## YANG DIPERLUKAN
Berapa luas bekas tambang telantar yang tercatat menurut cuplikan teks tentang banjir di Kalsel?

## CUPLIKAN TEKS
Menurut Karliansyah, proporsi luas areal hutan di DAS Barito ini hanya 18,2 persen dengan 15 persen merupakan hutan alam dan sisanya 3,2 persen hutan tanaman. Proporsi areal tidak berhutan sebesar 81,8 persen didominasi pertanian lahan kering campur semak sebesar 21,4 persen, sawah 17,8 persen, dan perkebunan 13 persen.
Banjir ini karena banyak faktor, tetapi terutama karena kesetimbangan air sudah terganggu akibat ulah manusia.
Penurunan tutupan hutan di Kalsel selama periode 1990-2019 mencapai 62,8 persen. ”Penurunan hutan terbesar terjadi pada tahun 1990-2000, yaitu sebesar 55,5 persen,” katanya.
Direktur Inventarisasi dan Pemantauan Sumberdaya Hutan Kementerian Lingkungan Hidup dan Kehutanan Belinda Arunarwati Margono mengatakan, penurunan tutupan hutan di Kalsel paling tinggi terjadi pada tahun 1990-2003 dan 2006-2009. ”Setelahnya relatif landai. Namun, khusus untuk DAS Barito, tutupan hutannya sebenarnya masih cukup tinggi, dengan bagian hulunya terdapat 15,4 persen bukan hutan,” katanya.
Selain bukaan lahan, menurut Karliansyah, di tiga wilayah yang paling terdampak banjir, yaitu Kotabaru, Tanah Laut, dan Tanah Bumbu, juga terdapat pertambangan. Di Kotabaru luasannya 17.564 ha, Tanah Laut 19.598 ha, dan Tanah Bumbu 29.674 ha. ”Kami juga mencatat adanya 30.727 ha bekas tambang telantar,” katanya.
Sekalipun terdapat penurunan tutupan lahan dan pertambangan, menurut Karliansyah, banjir kali ini terutama disebabkan hujan esktrem. ”Hujan ekstrem, mencapai 8-9 kali lipat curah hujan normal. Volume air hujan masuk Sungai Barito sebanyak 2,08 miliar meter kubik, padahal kapasitas sungai dalam kondisi normal 238 juta meter kubik,” katanya.
Faktor lain, menurut dia, daerah banjir berada pada pertemuan dua anak sungai yang cekung dan morfologinya merupakan meander dan tekuk lereng sehingga terjadi akumulasi air dengan volume besar. ”Kami juga melihat beda tinggi hulu-hilir sangat besar sehingga suplai air dari hulu dengan volume besar menyebabkan waktu konsetrasi air berlangsung cepat dan menggenangi dataran banjir,” katanya.

Data Kerangka:
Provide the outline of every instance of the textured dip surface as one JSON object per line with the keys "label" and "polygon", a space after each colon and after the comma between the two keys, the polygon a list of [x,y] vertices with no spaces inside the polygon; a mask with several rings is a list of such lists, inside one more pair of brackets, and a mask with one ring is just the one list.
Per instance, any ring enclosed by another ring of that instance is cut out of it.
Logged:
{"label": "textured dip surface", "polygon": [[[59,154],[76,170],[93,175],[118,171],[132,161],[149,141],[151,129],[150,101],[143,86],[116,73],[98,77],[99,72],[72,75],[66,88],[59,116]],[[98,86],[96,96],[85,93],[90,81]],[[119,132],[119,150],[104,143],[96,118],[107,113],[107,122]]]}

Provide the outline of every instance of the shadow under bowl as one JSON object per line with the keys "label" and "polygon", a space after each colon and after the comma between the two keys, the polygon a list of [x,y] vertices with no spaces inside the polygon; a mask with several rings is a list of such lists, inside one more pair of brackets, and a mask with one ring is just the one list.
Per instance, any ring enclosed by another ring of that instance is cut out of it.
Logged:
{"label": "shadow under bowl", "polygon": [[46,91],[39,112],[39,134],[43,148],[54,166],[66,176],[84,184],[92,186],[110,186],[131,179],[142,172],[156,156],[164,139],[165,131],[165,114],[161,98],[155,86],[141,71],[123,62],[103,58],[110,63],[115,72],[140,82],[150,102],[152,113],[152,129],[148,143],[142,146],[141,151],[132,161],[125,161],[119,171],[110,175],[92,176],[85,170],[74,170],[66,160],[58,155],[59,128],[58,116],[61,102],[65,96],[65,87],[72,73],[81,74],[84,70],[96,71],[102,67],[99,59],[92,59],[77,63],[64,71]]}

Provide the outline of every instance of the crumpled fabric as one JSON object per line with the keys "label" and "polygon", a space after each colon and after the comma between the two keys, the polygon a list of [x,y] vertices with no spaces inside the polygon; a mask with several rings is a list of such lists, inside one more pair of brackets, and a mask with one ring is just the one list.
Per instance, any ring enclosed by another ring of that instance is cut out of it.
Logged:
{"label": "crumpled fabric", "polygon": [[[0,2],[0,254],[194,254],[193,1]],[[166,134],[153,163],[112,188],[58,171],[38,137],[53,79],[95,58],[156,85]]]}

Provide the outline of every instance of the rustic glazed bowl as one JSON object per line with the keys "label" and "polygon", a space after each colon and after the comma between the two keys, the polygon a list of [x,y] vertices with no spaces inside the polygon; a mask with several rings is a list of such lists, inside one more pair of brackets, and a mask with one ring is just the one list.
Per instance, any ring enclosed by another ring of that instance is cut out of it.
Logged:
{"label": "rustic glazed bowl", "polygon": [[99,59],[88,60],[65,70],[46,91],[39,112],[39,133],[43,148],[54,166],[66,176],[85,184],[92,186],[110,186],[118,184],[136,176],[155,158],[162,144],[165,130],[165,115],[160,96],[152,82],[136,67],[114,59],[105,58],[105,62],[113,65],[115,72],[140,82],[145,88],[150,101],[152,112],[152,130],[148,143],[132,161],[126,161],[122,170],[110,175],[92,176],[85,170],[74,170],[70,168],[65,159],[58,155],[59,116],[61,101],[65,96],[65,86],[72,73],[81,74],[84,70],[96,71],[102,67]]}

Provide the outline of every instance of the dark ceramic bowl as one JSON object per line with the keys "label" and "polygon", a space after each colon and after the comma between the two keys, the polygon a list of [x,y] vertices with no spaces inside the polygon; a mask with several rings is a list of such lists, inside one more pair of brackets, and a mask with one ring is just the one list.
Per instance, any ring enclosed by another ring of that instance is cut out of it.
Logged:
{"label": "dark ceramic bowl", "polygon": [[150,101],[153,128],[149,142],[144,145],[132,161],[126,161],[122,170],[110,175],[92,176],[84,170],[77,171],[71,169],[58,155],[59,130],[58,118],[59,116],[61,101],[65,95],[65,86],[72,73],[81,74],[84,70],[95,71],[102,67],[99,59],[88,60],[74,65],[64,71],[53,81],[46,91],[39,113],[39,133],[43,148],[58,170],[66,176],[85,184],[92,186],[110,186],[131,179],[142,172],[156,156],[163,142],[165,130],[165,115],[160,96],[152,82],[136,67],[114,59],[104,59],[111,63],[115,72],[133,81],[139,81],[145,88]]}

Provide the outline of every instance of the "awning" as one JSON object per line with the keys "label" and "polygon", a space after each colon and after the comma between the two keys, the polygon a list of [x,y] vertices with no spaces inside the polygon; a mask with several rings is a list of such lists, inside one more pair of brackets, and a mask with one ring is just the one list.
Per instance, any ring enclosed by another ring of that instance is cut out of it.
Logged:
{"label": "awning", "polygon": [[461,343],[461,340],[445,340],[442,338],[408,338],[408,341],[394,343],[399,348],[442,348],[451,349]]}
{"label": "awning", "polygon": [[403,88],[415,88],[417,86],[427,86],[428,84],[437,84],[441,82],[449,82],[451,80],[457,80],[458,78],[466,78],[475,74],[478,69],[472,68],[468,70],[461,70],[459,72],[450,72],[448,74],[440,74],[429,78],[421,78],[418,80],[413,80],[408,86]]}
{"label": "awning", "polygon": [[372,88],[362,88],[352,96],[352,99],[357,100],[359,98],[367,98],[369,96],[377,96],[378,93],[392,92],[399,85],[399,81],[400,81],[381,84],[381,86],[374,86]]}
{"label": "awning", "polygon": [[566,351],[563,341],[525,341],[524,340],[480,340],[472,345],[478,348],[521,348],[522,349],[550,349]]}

## JAWABAN LATIHAN
30.727 ha